WHAT TO WORK ON:
Write every line of the items below as a JSON list of strings, with one string per line and blank lines left out.

TASK MATERIAL:
■ ■ ■

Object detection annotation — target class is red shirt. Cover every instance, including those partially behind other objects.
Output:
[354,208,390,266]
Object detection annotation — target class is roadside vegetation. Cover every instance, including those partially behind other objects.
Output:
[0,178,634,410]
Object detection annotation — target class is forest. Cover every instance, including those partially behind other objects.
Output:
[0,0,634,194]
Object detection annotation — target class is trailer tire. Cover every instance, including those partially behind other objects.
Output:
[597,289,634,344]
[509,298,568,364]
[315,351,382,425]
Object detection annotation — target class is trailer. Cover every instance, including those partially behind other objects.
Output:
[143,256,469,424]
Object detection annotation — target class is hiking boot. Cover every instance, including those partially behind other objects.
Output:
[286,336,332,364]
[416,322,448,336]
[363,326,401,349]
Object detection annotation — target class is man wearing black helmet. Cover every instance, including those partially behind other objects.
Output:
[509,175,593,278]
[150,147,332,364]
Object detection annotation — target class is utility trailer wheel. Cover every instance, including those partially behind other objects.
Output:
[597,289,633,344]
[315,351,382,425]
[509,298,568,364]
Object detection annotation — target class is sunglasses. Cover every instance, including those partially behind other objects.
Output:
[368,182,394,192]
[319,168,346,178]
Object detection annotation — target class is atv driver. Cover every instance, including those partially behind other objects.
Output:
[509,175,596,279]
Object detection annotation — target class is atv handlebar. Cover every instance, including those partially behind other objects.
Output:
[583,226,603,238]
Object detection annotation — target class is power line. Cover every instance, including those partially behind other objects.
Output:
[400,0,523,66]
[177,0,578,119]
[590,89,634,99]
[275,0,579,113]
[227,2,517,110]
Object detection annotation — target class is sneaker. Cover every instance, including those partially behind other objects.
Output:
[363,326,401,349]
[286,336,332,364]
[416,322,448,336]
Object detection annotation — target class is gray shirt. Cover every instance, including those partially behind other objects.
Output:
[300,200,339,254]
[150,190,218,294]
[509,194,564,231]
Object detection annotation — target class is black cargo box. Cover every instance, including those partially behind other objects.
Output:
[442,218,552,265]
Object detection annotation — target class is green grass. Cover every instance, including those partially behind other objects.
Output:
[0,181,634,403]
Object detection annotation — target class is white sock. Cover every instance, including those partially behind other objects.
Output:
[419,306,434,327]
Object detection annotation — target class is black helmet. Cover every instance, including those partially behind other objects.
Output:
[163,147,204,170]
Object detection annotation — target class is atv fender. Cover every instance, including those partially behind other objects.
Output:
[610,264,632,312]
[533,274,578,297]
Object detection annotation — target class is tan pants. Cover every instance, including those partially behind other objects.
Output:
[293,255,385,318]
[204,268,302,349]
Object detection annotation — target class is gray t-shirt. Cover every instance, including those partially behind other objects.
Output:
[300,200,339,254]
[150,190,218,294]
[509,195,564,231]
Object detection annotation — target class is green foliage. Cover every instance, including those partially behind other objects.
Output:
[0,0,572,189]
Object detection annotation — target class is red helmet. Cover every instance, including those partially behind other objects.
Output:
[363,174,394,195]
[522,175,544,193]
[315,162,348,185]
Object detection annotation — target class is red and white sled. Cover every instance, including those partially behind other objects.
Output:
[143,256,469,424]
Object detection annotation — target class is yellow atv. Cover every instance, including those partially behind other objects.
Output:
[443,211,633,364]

■ ■ ■

TASK SOLUTION:
[
  "Object detection annotation — target class is red shirt. Cover every instance, including those partially behind other objects.",
  "Output:",
  "[354,208,390,266]",
  "Object detection annotation — target class is roadside vegetation. Cover every instance, including those partially behind other objects.",
  "Output:",
  "[0,178,634,410]",
  "Object detection annotation — target class is forest. Cover every instance, including those partially behind other objects.",
  "Output:",
  "[0,0,634,194]",
  "Object detection annotation — target class is trailer tire. Cover every instance, including those partially behind other objects.",
  "Output:",
  "[597,289,634,344]",
  "[509,298,568,364]",
  "[315,351,382,425]",
  "Object detection annotation — target class is trailer. Cover every instance, including those partially behind other objects.",
  "Output:",
  "[143,256,469,424]",
  "Object detection annotation — target class is hiking boot. Cover every instance, including those partially behind other objects.",
  "Output:",
  "[286,336,332,364]",
  "[416,322,448,336]",
  "[363,326,401,349]",
  "Object detection annotation — target class is man wearing black helmet. Cover every instance, including those partially behind other objects.",
  "Output:",
  "[509,175,593,278]",
  "[150,147,332,364]",
  "Object detection annotation — target class is utility trailer wheel. Cover every instance, including those partially behind other objects.",
  "Output:",
  "[597,289,633,344]",
  "[315,351,382,425]",
  "[509,298,568,364]",
  "Object detection annotation — target class is sunglasses. Cover every instance, including those partially behind other objects.",
  "Output:",
  "[368,182,394,192]",
  "[319,168,346,178]",
  "Object detection annotation — target class is atv driver. Cover every instance, including those partially behind other objects.",
  "Output:",
  "[509,175,596,279]",
  "Object detection annotation — target class is atv handlebar. Cover every instance, including those partially behind other objects.",
  "Output:",
  "[583,226,603,238]",
  "Object detection annotation — target class is power line. Cover every instance, including those partially behind other objects.",
  "Output:",
  "[400,0,523,66]",
  "[177,0,578,119]",
  "[590,89,634,99]",
  "[275,0,579,113]",
  "[227,2,517,110]",
  "Object detection annotation — target class is sneaker. Cover every instance, including those partially behind other objects.",
  "Output:",
  "[363,326,401,349]",
  "[286,336,332,364]",
  "[416,322,448,336]",
  "Object detection annotation — target class is gray shirt. Cover every instance, including those partially behind other objects.",
  "Output:",
  "[300,200,339,254]",
  "[150,190,218,294]",
  "[509,194,564,231]",
  "Object detection annotation — target class is black cargo box. Cover every instance, including those partially behind other objects.",
  "Output:",
  "[442,218,552,265]",
  "Object detection annotation — target class is green grass. Cover every instance, including those partially behind other objects.",
  "Output:",
  "[0,181,634,403]",
  "Object detection annotation — target class is white sock. Cover every instance, including those partially behind other objects.",
  "Output:",
  "[419,306,434,327]",
  "Object detection annotation — target class is black helmet. Cover every instance, including those partially behind other objects.",
  "Output:",
  "[163,147,204,170]",
  "Object detection annotation — target class is atv fender. Cover every instance, including those partially behind other objects.",
  "Output:",
  "[610,264,632,312]",
  "[533,274,578,297]",
  "Object detection annotation — target class is tan pants. Cover every instance, including those partially behind other objects.",
  "Output:",
  "[293,255,385,318]",
  "[204,268,302,349]",
  "Object detection annotation — target class is gray t-shirt. Cover every instance, including those partially behind other objects.",
  "Output:",
  "[300,200,339,254]",
  "[150,190,218,294]",
  "[509,195,564,231]",
  "Object detection annotation — target class is green foliage. Cover every instance, including those partially behind other objects.",
  "Output:",
  "[0,0,572,189]",
  "Object detection annotation — target class is red helmet. Cover every instance, including those partially behind other objects.",
  "Output:",
  "[363,174,394,195]",
  "[522,175,544,193]",
  "[315,162,348,185]",
  "Object detection annotation — target class is red and white sled. Cover every instance, including those partially behind other objects.",
  "Output:",
  "[143,256,469,424]",
  "Object detection annotation — target class is yellow atv. Cover every instance, including those partially behind other objects.",
  "Output:",
  "[443,211,633,364]"
]